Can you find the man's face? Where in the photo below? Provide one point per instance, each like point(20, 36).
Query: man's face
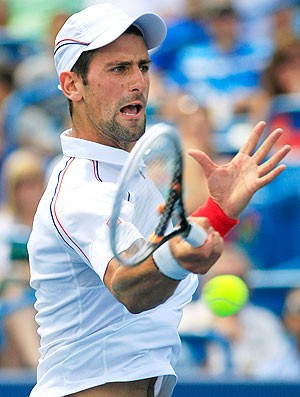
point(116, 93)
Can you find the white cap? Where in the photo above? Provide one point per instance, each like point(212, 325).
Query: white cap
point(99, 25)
::::::::::
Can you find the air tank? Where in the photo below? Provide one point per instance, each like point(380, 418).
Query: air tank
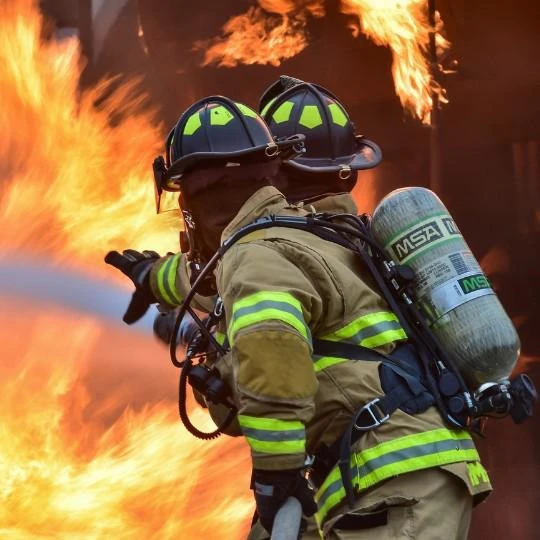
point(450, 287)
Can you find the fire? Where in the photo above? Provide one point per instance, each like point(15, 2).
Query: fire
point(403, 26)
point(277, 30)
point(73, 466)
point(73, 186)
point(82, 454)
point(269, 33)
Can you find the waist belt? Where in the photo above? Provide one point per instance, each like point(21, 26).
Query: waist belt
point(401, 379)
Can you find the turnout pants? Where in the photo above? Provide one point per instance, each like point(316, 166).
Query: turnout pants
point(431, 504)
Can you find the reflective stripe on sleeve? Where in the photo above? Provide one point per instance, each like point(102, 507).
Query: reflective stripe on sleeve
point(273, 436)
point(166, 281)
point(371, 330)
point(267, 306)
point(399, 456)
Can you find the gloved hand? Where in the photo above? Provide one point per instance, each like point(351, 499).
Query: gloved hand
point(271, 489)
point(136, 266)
::::::::::
▸ **GOAL OF THE EXERCISE**:
Please reproduce the material word for word, beginning at the line that contains "Can you find the turnout" and stopping after the line that contains "point(136, 266)".

▸ **OUTPUT FOR THIS TASK**:
Can you find the turnout pants? Where in the photo above? Provide one point per instance, each like point(316, 166).
Query: turnout pants
point(431, 504)
Can you find the reflective stripe on sleeve? Where in the photo above? Provide one point per instance, each like point(102, 507).
Query: reflective stripe on sleeve
point(273, 436)
point(166, 281)
point(371, 330)
point(267, 306)
point(399, 456)
Can you find the gloved hand? Where in the photo above? Provide one point per instance, each like point(351, 499).
Query: gloved hand
point(271, 489)
point(136, 266)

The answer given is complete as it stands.